WHAT IS ASKED
- a) For each statement below, say whether the text on the Stone and Bronze Ages agrees with it. Give yes or no, followed by the deciding words of that text quoted exactly. (i) Bronze technology was known near Ban Chiang, Thailand, as early as 4500 BCE. (ii) Babylon reached its height during the late Bronze Age. (iii) The main type of dwelling was a circular hut.
- b) Carry on the text on the Stone and Bronze Ages, picking up after its final sentence.

The first tools were made of stone. The development of stone tools occured over thousands of years and eventually resulted in such specialized tools as needles and harpoons. The main type of dwelling was a circular hut, with a sunken floor, a central hearth for both heating and cooking, and a smoke-hole in the top of the wattle-and-daub roof. The people lacked any sort of metal tools and did not practice weaving; their knives and axes were of stone and their clothing consisted of animal skins. Their primary means of subsistence was foraging and hunting. Agricultural villages had begun to develop by 8000 BCE. This is known as the Neolithic period, or New Stone Age. Stone tools became highly polished and varied. By 6000 BCE pottery appeared in the ancient Middle East, and copper was used for the first time in some regions.

Bronze Age

Bronze is an alloy of copper and tin. Discoveries near Ban Chiang, Thailand, indicate that bronze technology was known there as early as 4500 BCE. During the second millennium BCE regular imports of tin from Cornwall in Britain made possible wider use of bronze in the Middle East and it was eventually utilized for tools and weapons. Sumerian civilization, the rise of Akkad to prominence in Mesopotamia and the spectacular treasures of Troy were the early Bronze Age. Metalsmiths of Sumer, Babylon, and Egypt were highly prized members of their society, who transmitted their secrets to their children. Often, they were not free, owing their obedience and livelihood to temple priests and authorities. They were so valuable that invading armies made a special effort to carry them off in captivity. Their guilds may have been the first trade unions in history. During the Bronze Age there were new kinds of settlements, increased skill in metalworking, expanding trade networks, and a shift towards settled agriculture from semi-nomadic pastoralism. Babylon reached its height of glory during the middle Bronze Age. Minoan Crete and Mycenaean Greece were major civilizations of the late Bronze Age.

GIVEN ENTRIES
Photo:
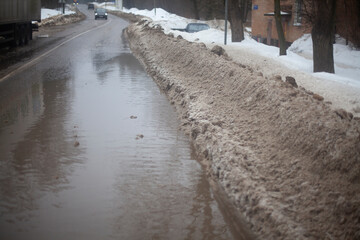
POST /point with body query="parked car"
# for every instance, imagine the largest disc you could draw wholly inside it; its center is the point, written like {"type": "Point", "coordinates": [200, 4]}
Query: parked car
{"type": "Point", "coordinates": [100, 13]}
{"type": "Point", "coordinates": [193, 27]}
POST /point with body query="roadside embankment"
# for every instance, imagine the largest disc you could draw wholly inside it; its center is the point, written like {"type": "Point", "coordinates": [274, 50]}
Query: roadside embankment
{"type": "Point", "coordinates": [288, 162]}
{"type": "Point", "coordinates": [63, 19]}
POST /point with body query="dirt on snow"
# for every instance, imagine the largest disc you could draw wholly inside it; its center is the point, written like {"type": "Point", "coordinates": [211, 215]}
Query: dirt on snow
{"type": "Point", "coordinates": [288, 161]}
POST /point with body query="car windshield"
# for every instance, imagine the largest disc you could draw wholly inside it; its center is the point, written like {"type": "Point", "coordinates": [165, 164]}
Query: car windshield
{"type": "Point", "coordinates": [100, 10]}
{"type": "Point", "coordinates": [196, 27]}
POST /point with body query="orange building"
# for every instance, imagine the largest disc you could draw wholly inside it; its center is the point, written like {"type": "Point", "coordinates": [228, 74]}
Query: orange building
{"type": "Point", "coordinates": [264, 26]}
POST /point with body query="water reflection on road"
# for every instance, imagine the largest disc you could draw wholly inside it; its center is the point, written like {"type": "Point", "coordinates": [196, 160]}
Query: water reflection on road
{"type": "Point", "coordinates": [90, 150]}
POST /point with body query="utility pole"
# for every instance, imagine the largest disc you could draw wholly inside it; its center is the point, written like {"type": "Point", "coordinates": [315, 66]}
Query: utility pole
{"type": "Point", "coordinates": [155, 6]}
{"type": "Point", "coordinates": [226, 17]}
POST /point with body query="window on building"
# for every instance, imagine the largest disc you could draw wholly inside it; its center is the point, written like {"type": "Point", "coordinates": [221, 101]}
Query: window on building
{"type": "Point", "coordinates": [297, 13]}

SOLVED TASKS
- a)
(i) Yes: "Discoveries near Ban Chiang, Thailand, indicate that bronze technology was known there as early as 4500 BCE."
(ii) No: "Babylon reached its height of glory during the middle Bronze Age."
(iii) Yes: "The main type of dwelling was a circular hut"

- b)
Iron Age

Between 1200 and 500 BCE iron came into general use, replacing bronze as the basic material for implements and weapons. Furnaces were developed that could reach the high melting temperature of that metal. Early steels were discovered by adding small amounts of carbon to iron as it was hammered over a charcoal fire.

Industrial Revolution

Between 1750 and 1830, the rapid pace of innovations in technology transformed Great Britain from a largely rural population making a living almost entirely from agriculture to a town centered society engaged increasingly in factory manufacture. The first factories appeared in 1740, concentrating on textile production. From the 1790s to the 1830s, more than 100,000 power looms with 9,330,000 spindles were put into service in England and Scotland. In some countries this transformation is only now taking place or still lies in the future.

Technology has always been a major means for creating new physical and human environments.
The development of trade, metallurgy and mining were facilitaed by the creation of institutions to protect and to expand trade and industry.